What is expected: Using the listing below, return every line that includes "quilt".

Materials provided: Begin

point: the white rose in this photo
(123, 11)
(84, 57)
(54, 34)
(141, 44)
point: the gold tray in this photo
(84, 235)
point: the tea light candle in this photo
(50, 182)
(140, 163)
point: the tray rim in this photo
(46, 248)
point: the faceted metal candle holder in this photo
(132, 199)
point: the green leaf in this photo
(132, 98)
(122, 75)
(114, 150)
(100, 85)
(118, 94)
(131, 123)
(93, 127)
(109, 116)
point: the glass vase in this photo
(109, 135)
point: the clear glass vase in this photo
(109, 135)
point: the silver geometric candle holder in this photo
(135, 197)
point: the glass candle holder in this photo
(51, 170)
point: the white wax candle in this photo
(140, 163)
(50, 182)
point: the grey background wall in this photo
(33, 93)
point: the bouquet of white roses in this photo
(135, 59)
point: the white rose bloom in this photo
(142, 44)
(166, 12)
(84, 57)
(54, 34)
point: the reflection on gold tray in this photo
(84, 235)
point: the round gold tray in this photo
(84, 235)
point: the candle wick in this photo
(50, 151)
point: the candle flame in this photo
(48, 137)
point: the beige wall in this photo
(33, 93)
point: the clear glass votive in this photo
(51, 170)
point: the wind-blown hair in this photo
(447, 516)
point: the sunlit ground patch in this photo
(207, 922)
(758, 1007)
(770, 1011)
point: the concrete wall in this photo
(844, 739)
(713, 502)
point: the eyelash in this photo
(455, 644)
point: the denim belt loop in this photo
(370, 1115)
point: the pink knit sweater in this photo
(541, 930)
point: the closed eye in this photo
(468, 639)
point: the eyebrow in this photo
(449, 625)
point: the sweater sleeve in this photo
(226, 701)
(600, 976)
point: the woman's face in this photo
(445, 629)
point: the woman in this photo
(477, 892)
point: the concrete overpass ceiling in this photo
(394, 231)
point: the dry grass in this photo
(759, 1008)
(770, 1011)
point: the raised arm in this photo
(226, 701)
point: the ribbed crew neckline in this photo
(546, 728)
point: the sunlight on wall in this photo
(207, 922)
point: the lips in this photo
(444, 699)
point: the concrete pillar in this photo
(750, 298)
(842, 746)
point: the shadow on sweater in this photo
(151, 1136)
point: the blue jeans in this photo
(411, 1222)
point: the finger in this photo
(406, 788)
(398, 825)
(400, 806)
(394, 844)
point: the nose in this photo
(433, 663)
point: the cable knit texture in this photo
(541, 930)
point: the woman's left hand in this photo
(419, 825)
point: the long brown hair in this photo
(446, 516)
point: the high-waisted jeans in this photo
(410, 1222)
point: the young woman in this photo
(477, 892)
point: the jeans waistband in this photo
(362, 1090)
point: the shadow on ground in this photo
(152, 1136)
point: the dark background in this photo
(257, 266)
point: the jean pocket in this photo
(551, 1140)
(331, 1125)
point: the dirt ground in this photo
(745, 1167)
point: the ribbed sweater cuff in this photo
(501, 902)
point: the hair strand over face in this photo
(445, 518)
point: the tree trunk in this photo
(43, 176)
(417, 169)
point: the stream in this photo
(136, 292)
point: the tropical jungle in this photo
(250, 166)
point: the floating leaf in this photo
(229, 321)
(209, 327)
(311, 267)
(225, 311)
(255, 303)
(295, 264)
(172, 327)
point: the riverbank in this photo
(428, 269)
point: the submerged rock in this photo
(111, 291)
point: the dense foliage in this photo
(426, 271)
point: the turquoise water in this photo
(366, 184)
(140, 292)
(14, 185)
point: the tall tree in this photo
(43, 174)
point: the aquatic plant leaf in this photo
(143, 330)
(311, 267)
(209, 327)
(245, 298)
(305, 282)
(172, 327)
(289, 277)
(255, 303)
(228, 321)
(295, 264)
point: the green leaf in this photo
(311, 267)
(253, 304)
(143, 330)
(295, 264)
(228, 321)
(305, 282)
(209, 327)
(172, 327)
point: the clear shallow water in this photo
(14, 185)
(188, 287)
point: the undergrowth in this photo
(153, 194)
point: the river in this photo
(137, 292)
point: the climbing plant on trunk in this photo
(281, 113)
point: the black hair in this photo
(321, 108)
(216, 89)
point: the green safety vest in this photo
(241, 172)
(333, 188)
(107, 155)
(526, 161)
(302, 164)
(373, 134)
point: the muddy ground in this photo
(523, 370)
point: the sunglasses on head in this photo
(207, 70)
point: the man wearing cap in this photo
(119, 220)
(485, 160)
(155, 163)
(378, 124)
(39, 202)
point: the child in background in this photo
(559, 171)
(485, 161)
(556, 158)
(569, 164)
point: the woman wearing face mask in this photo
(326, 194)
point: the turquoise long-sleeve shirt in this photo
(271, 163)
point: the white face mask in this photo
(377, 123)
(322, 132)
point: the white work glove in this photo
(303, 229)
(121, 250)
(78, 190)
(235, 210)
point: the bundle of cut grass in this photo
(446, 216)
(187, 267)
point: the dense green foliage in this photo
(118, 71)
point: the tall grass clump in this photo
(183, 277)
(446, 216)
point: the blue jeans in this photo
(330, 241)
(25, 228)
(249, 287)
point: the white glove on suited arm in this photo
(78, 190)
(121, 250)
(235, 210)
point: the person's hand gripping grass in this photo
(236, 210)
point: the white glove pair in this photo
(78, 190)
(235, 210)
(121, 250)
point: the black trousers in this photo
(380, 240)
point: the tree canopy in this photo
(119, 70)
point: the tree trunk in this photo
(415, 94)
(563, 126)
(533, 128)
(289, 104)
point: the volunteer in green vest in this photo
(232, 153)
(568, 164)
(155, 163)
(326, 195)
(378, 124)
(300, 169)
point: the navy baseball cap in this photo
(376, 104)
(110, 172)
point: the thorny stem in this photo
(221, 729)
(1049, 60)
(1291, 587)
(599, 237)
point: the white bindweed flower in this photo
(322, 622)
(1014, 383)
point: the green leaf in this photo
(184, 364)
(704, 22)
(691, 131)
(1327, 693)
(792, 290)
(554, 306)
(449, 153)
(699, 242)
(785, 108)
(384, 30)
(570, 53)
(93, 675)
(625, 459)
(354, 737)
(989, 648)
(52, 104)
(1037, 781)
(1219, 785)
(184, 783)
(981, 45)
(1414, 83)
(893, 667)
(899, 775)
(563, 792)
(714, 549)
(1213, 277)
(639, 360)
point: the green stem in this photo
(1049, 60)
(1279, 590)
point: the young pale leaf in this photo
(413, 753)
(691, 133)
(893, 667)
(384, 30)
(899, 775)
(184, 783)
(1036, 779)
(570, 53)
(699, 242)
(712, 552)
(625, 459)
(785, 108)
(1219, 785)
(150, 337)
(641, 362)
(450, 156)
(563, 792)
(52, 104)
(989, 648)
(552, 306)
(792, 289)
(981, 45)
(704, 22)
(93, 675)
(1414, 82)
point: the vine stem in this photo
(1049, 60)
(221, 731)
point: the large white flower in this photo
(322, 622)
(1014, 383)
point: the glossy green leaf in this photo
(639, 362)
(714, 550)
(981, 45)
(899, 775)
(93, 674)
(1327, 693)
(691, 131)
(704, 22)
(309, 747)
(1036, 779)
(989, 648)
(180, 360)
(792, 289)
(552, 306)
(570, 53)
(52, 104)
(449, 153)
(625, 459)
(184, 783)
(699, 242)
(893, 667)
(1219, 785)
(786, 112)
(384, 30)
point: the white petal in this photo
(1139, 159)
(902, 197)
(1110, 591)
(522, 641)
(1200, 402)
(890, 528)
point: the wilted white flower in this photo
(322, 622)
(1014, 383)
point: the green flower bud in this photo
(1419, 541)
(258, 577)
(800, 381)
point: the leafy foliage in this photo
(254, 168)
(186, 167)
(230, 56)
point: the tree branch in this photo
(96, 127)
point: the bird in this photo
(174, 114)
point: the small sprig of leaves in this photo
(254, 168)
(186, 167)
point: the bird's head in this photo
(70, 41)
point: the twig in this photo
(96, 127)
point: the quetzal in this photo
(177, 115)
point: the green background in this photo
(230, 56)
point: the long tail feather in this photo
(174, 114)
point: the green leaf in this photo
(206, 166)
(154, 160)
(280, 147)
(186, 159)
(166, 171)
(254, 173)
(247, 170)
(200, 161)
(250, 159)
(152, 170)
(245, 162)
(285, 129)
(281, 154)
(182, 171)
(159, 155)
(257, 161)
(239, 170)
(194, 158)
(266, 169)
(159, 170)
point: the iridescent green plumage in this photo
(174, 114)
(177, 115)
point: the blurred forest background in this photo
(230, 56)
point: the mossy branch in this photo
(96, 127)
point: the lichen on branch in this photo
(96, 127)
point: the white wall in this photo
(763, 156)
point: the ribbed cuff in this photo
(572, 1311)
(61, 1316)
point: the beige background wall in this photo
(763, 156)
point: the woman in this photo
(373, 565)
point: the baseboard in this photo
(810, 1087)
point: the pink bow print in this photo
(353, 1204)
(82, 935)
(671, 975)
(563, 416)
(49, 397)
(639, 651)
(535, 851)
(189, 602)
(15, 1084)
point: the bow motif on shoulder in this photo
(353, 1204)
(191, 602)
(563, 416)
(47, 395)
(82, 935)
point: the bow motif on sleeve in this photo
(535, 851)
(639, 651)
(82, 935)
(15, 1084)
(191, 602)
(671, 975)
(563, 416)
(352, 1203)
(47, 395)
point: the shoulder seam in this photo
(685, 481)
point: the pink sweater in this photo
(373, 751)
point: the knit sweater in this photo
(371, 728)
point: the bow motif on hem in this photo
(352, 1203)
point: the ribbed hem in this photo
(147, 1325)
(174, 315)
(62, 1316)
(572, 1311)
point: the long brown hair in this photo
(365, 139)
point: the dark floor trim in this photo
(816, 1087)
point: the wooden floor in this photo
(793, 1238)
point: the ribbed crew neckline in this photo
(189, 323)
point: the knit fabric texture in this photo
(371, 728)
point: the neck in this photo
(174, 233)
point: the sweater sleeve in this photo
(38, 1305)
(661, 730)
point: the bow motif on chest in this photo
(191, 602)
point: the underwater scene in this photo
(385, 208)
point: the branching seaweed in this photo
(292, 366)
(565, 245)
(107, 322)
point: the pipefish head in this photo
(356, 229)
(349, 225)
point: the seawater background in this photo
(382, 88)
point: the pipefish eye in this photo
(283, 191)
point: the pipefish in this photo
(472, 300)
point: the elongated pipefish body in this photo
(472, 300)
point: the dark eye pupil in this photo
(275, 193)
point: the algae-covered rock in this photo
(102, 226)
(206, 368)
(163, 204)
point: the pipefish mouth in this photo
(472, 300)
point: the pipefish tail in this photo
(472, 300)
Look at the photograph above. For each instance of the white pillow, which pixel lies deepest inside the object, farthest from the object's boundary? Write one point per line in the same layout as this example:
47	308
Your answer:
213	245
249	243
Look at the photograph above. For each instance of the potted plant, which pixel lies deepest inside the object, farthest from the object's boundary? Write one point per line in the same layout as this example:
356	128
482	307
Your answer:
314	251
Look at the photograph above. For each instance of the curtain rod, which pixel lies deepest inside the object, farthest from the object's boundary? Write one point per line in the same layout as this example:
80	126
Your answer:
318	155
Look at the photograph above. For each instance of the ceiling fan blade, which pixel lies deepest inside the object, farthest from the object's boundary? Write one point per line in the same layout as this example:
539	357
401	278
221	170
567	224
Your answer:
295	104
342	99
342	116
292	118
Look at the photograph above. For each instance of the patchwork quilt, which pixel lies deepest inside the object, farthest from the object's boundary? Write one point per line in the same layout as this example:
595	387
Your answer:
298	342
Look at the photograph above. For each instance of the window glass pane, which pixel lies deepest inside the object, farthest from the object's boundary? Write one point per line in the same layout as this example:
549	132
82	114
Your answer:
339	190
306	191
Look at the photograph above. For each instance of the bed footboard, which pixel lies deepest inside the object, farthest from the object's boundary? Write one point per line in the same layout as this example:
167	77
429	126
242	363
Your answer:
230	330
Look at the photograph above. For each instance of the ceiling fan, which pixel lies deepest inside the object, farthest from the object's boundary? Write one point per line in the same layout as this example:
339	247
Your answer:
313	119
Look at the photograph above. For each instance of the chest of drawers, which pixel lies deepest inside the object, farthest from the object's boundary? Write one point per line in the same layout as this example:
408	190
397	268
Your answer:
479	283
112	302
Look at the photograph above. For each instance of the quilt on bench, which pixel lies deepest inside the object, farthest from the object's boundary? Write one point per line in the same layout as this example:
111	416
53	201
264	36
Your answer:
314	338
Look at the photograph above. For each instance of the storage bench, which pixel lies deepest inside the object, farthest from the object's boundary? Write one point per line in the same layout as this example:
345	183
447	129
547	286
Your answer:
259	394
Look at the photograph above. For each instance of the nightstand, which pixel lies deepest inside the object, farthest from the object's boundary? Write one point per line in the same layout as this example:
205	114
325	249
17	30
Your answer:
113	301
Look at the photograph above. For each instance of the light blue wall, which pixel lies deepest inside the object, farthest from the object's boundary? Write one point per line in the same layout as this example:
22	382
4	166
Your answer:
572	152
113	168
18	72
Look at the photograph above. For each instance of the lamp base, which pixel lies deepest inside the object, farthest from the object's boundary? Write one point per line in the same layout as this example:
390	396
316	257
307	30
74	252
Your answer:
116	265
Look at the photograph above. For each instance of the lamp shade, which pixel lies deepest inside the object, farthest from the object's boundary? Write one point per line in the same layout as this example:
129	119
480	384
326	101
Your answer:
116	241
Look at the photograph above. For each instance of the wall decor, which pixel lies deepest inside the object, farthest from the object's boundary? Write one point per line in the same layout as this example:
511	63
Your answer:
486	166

Materials provided: End

Your response:
Look at the photograph above. For each instance of the patchwork quilt, which pixel lies deepest inside the object, farthest from the object's boundary? Write one point per line in the same layout as this example:
Look at the photograph above. For each instance of the quilt on bench, which pixel lies deepest inside the object, farthest from the object's boundary? Write one point per line in the same layout as this example:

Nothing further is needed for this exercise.